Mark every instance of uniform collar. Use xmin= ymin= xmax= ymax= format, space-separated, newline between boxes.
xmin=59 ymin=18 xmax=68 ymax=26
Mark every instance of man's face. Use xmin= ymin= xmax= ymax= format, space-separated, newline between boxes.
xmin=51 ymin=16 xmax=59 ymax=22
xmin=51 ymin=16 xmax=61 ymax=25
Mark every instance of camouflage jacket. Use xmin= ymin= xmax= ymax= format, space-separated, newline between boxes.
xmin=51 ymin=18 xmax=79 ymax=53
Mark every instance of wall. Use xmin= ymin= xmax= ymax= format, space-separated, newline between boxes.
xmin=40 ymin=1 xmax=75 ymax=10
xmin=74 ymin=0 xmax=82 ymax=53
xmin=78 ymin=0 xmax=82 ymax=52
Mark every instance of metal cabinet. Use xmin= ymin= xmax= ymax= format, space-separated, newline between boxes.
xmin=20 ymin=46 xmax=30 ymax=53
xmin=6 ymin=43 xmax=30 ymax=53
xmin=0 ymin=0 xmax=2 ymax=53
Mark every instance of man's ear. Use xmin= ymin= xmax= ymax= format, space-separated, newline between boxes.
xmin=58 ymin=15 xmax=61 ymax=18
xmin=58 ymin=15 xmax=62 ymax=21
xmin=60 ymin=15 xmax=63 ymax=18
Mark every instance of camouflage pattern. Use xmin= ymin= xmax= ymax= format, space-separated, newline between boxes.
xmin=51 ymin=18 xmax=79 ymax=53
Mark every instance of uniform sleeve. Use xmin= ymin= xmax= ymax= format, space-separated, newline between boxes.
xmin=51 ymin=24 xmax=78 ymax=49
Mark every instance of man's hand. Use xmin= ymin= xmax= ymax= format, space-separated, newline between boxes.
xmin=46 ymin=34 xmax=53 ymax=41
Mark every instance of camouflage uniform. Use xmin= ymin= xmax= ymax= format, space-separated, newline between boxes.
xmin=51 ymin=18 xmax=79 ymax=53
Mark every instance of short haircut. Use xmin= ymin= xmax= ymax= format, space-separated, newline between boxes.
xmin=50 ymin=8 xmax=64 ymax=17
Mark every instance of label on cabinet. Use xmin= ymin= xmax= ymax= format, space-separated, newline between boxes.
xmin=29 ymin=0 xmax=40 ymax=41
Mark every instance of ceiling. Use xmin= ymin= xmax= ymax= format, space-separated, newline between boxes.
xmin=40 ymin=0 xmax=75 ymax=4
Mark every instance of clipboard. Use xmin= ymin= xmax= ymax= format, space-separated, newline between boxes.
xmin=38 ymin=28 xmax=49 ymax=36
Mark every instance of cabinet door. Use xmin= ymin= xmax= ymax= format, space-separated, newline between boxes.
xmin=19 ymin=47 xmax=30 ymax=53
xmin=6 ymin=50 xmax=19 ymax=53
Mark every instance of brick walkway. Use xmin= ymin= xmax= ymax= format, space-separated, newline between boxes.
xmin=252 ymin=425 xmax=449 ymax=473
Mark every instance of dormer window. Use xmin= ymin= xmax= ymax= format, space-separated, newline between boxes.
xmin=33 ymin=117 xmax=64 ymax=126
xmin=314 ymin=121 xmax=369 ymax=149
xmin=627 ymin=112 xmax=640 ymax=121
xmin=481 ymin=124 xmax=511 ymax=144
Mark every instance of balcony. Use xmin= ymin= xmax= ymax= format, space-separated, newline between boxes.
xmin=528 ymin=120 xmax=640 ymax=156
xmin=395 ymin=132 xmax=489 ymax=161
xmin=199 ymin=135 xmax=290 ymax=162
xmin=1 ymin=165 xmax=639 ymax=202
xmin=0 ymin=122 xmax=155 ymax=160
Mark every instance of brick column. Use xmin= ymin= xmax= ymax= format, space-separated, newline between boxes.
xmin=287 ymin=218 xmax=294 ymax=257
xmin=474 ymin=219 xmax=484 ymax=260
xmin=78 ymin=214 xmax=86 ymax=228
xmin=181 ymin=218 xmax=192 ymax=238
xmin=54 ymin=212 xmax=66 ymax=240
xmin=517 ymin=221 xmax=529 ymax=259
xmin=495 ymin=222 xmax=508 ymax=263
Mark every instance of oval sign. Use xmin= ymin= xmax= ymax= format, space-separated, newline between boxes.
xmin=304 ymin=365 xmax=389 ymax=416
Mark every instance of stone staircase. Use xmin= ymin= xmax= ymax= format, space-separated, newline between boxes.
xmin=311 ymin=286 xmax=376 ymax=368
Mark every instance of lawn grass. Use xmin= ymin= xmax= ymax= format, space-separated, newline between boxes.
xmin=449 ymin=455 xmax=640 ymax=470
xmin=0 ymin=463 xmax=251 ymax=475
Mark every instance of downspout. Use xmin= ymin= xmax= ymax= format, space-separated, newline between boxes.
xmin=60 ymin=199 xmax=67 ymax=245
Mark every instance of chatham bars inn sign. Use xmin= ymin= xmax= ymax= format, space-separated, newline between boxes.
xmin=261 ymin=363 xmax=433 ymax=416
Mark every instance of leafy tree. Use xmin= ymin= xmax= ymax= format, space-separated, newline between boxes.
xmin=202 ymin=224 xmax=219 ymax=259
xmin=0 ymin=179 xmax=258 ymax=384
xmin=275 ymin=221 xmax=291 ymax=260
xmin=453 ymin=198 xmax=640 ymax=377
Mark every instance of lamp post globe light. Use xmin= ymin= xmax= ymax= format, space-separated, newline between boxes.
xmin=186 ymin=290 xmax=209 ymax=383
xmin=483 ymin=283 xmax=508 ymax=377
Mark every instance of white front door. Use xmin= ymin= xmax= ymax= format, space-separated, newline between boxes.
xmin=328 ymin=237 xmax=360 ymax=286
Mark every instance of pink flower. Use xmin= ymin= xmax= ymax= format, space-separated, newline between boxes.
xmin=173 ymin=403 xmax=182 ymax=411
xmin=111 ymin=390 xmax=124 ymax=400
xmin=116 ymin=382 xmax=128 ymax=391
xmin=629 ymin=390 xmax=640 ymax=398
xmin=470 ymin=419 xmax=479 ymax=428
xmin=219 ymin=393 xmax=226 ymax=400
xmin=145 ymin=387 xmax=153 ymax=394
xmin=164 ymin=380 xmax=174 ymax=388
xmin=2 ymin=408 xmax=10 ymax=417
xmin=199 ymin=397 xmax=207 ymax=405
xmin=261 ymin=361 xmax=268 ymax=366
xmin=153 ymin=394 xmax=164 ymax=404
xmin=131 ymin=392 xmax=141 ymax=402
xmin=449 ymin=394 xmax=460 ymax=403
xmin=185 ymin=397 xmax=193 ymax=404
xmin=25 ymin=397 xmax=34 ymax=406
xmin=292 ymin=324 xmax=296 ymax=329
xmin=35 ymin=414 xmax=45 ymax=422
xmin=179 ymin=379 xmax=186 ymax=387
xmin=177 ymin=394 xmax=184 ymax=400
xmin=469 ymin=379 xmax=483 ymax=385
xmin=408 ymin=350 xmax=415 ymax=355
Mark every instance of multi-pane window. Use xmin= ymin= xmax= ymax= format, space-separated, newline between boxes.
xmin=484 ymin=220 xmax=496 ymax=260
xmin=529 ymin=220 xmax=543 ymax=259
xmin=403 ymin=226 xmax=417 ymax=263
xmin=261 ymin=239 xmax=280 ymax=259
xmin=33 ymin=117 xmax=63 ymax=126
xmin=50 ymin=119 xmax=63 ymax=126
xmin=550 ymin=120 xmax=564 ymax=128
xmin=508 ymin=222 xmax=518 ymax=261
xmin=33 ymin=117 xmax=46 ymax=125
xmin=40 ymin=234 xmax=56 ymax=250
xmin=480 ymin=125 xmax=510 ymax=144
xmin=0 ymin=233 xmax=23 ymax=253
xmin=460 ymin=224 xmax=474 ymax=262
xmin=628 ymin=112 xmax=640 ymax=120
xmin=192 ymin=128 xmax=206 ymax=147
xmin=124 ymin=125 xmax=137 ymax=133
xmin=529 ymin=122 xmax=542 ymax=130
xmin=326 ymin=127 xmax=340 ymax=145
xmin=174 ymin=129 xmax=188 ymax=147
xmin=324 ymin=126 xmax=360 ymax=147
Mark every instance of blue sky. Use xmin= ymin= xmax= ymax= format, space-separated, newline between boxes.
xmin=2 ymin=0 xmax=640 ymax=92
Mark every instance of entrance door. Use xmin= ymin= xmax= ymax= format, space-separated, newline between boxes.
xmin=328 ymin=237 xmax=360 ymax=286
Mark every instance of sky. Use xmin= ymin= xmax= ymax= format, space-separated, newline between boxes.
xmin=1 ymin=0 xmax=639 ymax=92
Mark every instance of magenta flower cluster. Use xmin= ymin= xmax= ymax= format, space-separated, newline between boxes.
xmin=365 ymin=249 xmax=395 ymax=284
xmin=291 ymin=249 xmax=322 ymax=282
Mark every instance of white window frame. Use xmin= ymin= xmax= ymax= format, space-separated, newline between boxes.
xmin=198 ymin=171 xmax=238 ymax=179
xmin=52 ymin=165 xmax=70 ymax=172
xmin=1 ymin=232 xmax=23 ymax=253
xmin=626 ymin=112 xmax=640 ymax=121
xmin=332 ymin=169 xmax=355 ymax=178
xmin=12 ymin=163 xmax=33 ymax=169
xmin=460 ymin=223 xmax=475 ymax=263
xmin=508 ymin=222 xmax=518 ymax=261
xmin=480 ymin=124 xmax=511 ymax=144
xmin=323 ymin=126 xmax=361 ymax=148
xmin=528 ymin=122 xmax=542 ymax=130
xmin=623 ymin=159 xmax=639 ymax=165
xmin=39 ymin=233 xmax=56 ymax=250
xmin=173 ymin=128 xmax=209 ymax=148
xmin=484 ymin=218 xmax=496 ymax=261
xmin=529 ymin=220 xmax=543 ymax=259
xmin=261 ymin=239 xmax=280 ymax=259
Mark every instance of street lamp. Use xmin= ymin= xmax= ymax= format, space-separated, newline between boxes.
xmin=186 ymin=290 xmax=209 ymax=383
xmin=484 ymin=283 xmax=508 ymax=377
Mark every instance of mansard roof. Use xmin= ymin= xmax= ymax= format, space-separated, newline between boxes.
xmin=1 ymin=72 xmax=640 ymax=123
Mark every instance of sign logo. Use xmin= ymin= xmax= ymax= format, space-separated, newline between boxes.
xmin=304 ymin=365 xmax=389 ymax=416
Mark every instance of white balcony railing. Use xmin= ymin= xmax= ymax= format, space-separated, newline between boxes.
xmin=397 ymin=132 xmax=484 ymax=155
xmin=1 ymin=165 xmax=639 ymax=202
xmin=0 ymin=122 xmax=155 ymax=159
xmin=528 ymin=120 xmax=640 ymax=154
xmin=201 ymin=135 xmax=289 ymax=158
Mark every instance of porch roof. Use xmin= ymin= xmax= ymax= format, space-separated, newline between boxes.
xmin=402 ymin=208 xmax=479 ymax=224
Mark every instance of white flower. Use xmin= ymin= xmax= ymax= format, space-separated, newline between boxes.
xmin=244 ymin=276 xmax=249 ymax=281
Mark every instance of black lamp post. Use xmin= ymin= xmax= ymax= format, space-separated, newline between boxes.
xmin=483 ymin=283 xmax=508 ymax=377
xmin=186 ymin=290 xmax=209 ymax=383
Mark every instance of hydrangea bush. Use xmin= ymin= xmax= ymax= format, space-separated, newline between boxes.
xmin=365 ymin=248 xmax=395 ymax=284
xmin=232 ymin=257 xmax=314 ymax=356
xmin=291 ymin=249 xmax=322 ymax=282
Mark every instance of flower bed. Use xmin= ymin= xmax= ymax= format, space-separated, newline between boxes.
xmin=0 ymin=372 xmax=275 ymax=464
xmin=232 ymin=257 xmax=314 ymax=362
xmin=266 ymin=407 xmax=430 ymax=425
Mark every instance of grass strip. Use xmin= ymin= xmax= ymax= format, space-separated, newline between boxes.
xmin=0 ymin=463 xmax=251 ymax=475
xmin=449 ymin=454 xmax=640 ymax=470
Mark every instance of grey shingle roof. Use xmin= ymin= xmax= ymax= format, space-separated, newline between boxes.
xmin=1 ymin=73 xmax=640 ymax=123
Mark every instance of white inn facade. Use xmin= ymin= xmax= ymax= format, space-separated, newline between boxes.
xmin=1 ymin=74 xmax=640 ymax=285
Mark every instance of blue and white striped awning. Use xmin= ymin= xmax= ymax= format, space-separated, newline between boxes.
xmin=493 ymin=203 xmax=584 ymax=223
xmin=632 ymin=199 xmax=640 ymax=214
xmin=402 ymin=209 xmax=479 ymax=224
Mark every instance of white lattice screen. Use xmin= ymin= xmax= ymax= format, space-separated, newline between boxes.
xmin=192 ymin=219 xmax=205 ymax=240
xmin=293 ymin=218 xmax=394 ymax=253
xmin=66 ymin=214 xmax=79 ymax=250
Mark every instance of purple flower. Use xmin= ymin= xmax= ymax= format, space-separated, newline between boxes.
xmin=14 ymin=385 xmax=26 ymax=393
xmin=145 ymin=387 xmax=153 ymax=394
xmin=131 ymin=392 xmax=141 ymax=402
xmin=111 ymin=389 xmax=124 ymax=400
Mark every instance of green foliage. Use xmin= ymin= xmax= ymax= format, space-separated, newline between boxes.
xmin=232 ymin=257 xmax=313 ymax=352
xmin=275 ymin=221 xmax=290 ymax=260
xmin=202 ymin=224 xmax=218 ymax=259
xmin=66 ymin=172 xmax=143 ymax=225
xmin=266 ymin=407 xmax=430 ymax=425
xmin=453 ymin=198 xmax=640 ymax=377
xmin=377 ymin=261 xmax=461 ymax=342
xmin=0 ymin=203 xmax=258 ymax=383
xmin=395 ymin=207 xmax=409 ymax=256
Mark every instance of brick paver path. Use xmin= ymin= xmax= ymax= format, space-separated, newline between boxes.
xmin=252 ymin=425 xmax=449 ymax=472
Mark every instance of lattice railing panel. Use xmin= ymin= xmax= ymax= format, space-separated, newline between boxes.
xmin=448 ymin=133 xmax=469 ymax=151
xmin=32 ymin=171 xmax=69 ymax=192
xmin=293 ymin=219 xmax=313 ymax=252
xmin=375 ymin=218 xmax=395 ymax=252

_ _ _

* Instructions for the task: Starting with the line that contains "Mark every instance of lattice", restate every line through the end of the records above, exactly and with no other lines.

* Answer section:
Mark every instance of lattice railing panel. Use xmin= ymin= xmax= ymax= format, space-separated, newline between boxes.
xmin=448 ymin=133 xmax=469 ymax=151
xmin=32 ymin=171 xmax=69 ymax=192
xmin=293 ymin=219 xmax=313 ymax=252
xmin=375 ymin=218 xmax=395 ymax=252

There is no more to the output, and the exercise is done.